• AUFGABE
Führen Sie den folgenden Text über Unterbringung und Versorgung von Kaninchen, Kleinsäugern und Frettchen im Anschluss an seinen letzten Satz weiter.

• VORLIEGENDER TEXT
******************************

Heu sollte diesen Tieren stets ad libitum zur Verfügung stehen. Ein Häuschen im Käfig dient als Rückzugsort (siehe Abb. 2). Zum Verstecken kann auch ein größerer Heuhaufen angeboten werden. Wenn dies platztechnisch nicht möglich ist, kann auch ein Handtuch, das einen Teil des Käfigs abdeckt, alternativ Schutz bieten. Hierbei ist jedoch darauf zu achten, dass die Tiere keine Fasern des Handtuchs aufnehmen.

Besonderheiten Frettchen

Frettchen sollten nach Möglichkeit räumlich getrennt von anderen Heimtieren untergebracht werden. Der Käfig kann durch Handtücher weich ausgelegt werden. Gleichzeitig sind diese kostengünstig und leicht zu reinigen. Als Beschäftigung und Rückzugsort können mithilfe von Handtüchern zusätzlich Hängematten gebaut werden (siehe Abb. 3). Eine Ecke mit Katzenstreu kann den Tieren als Toilette angeboten werden. Der Käfig muss unbedingt gut gesichert werden, damit die Tiere nicht ausbrechen können!

Medikamentenapplikation und Handfütterung

Der individuelle Therapieplan und die täglichen Medikamente für den Patienten können auf dem Stationsblatt zusammen mit den Zeiten der Applikation dokumentiert werden. Vor jeder Behandlung ist es sinnvoll, alle benötigten Medikamente vorzubereiten, damit die Behandlung zügig erfolgen kann. Für die orale Eingabe können Spritzen bei Kaninchen und Kleinsäugern leicht über das Diastema (Zahnlücke zwischen den Schneidezähnen) in die Maulhöhle eingebracht werden (Thöle et al. 2016). Bei der Eingabe von oralen Medikamenten und Handfütterung sollten die Tiere in eine möglichst physiologische Haltung gebracht werden (siehe Abb. oben). Es ist sinnvoll, zunächst die oralen Medikamente zu applizieren, bevor die Handfütterung erfolgt.

******************************

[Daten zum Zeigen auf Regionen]
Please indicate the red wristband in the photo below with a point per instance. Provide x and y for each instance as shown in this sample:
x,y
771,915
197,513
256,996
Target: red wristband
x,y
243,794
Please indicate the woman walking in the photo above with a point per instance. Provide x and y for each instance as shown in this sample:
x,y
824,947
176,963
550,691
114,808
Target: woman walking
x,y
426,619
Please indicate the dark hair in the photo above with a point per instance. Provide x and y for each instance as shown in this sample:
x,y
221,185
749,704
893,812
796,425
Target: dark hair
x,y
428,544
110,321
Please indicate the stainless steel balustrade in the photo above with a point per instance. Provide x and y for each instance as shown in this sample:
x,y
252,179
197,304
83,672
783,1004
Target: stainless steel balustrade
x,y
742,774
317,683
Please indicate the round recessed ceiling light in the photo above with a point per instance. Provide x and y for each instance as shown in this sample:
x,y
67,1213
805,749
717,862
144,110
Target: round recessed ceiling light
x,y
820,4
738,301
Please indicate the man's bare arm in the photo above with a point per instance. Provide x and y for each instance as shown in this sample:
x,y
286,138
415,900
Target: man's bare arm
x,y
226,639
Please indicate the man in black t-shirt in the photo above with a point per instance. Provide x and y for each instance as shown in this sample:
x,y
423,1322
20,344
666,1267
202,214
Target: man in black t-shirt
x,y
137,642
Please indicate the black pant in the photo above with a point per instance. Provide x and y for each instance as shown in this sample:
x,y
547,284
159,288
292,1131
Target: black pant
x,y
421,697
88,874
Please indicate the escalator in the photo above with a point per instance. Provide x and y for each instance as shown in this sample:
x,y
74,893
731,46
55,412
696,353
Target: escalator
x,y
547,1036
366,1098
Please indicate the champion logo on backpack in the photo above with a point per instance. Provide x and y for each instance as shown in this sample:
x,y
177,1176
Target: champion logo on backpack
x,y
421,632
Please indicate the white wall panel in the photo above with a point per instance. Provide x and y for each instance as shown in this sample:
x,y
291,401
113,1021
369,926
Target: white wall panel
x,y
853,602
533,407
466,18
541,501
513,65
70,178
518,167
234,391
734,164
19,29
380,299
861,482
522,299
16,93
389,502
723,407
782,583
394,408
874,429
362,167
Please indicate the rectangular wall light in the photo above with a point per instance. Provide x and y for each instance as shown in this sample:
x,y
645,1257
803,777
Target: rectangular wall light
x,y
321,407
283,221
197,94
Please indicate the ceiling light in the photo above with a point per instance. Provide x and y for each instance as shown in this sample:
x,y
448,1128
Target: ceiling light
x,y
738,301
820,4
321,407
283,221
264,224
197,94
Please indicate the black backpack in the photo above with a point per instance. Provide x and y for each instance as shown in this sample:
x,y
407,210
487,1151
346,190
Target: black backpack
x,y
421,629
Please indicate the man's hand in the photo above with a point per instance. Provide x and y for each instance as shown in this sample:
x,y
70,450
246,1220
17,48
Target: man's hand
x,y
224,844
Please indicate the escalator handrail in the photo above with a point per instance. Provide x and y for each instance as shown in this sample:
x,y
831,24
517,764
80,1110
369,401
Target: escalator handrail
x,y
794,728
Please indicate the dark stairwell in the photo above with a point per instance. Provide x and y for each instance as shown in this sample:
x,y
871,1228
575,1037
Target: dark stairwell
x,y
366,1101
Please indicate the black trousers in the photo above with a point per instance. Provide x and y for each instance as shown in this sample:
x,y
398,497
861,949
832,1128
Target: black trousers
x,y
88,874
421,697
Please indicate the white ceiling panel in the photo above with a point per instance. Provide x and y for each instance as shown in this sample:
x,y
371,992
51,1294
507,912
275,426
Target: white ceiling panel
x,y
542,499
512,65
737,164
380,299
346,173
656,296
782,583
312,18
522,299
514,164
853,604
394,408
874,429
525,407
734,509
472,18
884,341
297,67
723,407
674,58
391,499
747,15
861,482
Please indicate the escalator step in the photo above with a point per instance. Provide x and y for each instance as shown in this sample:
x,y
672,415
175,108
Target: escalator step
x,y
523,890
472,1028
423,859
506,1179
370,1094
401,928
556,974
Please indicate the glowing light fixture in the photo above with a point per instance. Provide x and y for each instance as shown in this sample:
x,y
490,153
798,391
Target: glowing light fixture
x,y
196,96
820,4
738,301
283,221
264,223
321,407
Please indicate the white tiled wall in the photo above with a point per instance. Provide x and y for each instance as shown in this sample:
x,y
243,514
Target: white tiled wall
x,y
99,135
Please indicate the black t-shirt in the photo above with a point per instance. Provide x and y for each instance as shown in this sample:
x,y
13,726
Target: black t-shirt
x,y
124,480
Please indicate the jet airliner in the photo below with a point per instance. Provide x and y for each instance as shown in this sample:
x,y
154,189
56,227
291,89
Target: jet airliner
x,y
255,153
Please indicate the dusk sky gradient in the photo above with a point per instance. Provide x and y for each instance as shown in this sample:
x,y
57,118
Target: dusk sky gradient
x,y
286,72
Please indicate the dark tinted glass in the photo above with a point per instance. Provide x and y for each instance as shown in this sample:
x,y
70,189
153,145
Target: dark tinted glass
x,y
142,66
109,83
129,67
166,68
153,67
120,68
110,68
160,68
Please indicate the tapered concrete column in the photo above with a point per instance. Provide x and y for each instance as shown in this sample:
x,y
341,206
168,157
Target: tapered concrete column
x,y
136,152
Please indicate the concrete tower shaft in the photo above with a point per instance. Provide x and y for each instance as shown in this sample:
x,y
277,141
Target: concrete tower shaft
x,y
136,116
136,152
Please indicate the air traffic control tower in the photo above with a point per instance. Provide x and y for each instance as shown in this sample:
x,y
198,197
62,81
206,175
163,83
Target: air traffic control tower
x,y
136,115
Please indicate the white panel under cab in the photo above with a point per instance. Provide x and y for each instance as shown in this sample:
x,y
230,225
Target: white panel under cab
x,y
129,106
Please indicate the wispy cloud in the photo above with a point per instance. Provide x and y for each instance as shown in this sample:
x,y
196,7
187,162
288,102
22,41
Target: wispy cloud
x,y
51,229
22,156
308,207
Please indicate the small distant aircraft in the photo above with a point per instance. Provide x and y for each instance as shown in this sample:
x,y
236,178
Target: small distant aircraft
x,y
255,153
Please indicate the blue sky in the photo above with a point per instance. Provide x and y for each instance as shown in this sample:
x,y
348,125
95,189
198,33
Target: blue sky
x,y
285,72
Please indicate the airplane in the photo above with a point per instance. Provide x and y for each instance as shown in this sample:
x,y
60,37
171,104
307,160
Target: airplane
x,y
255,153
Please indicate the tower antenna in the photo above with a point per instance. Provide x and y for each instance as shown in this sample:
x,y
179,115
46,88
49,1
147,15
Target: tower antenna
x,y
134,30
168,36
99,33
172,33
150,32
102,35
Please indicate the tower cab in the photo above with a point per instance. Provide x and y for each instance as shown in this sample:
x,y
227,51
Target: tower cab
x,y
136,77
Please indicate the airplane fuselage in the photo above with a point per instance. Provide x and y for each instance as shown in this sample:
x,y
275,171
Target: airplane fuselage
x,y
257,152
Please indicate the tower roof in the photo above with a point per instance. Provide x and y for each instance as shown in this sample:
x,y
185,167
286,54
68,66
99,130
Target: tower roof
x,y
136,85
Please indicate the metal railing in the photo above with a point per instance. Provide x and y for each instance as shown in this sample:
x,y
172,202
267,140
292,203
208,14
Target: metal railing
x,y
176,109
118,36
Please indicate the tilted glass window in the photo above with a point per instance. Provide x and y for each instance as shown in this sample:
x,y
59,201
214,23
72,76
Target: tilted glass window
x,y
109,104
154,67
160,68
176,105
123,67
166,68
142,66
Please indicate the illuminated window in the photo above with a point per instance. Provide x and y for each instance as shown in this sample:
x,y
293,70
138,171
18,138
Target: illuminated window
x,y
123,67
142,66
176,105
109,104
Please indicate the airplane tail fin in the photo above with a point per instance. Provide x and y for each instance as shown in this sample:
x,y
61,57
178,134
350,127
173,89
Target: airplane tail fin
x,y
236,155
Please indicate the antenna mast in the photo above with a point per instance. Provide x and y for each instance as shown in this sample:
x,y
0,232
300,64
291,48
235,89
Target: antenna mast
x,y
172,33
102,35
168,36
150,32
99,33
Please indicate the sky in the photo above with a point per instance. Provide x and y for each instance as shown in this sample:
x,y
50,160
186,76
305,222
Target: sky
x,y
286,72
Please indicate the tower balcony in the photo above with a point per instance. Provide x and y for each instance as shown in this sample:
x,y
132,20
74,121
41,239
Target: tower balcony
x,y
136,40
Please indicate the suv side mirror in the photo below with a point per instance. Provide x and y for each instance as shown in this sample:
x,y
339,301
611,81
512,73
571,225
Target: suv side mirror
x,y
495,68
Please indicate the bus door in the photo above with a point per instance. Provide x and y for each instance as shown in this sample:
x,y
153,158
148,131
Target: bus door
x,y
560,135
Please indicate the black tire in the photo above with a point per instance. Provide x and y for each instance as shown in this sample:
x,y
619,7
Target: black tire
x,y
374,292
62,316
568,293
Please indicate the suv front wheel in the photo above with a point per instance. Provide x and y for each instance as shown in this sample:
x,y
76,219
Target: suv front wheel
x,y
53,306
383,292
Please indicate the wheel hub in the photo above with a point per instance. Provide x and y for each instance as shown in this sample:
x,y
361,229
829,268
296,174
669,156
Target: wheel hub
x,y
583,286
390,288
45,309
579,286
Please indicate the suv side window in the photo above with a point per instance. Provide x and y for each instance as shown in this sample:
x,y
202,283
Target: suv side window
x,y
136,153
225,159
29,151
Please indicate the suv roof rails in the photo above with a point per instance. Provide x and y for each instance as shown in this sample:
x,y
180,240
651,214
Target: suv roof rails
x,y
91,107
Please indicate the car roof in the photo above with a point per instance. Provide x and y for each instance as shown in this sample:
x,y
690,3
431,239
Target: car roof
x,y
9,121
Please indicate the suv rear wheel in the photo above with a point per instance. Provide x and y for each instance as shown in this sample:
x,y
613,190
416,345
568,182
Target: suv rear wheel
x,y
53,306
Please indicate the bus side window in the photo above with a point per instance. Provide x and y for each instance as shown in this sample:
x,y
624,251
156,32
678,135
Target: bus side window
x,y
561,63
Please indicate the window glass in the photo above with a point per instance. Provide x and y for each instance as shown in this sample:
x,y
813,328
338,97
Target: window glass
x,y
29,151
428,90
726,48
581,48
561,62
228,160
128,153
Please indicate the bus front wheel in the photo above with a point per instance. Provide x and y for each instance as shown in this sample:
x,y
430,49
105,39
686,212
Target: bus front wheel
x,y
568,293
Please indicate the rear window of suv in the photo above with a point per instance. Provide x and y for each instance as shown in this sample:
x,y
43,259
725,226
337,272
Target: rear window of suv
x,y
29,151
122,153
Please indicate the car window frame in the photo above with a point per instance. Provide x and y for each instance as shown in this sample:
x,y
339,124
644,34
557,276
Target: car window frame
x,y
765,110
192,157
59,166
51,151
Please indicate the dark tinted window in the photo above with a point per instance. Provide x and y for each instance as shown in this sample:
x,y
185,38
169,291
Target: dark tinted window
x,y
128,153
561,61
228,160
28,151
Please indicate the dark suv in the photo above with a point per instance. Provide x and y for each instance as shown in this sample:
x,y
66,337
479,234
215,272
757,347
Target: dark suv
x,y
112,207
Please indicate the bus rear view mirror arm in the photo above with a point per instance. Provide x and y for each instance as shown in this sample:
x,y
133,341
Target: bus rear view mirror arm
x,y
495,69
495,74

******************************

• LÖSUNG
Bei der Handfütterung von inappetenten Patienten gilt – je nach Gewichtsentwicklung und Erkrankung – ein Richtwert von 50–100 ml/kg KGW/d, wobei die Menge pro Mahlzeit maximal 20 ml/kg KGW betragen sollte. Der Päppelbrei kann für den gesamten Tag frisch angerührt werden und dann auf mehrere Mahlzeiten aufgeteilt werden. Als Päppelspritzen eignen sich abgeschnittene Tuberkulinspritzen, damit der Päppelbrei eine passende Konsistenz hat, um dem Tier die ausreichende Menge an Nährstoffen zuzuführen. Bei kleineren Patienten wie Degus oder Rennmäusen können auch intakte Spritzen verwendet werden, wenn ein fein gemahlener Futterbrei (z. B. Herbi Care plus® oder Convalescence support®) verwendet wird. Hierbei muss darauf geachtet werden, dass es nicht zum Abschlucken von Einzelteilen der Spritze kommen kann, um einen Fremdkörperileus zu verhindern (siehe Abb. 4).

Für Herbivore eignen sich Critical Care® oder Herbi Care Plus® zur Handfütterung. Carnivore oder granivore Patienten können mit proteinreicher Ernährung wie Convalescence support® versorgt werden (Thöle et al. 2016).

Bei sehr wehrhaften Patienten oder Tieren, die das Handling nicht gewöhnt sind, kann es hilfreich sein, das Tier in ein Handtuch zu wickeln (siehe Abb. 5).

Eine Applikation von subkutanen Injektionen sollte stets in Kopfrichtung erfolgen, damit das Tier bei einem möglichen Fluchtversuch nicht in Richtung der Kanüle rennt . Zur sicheren Fixierung des Patienten ist meist eine Hilfsperson erforderlich, die den Patienten im Bereich des Schultergürtels und der Hüfte festhält. Nach Kontrolle des korrekten Sitzes der Kanüle durch Aspiration, kann die Applikation subkutan erfolgen (siehe Abb. 6).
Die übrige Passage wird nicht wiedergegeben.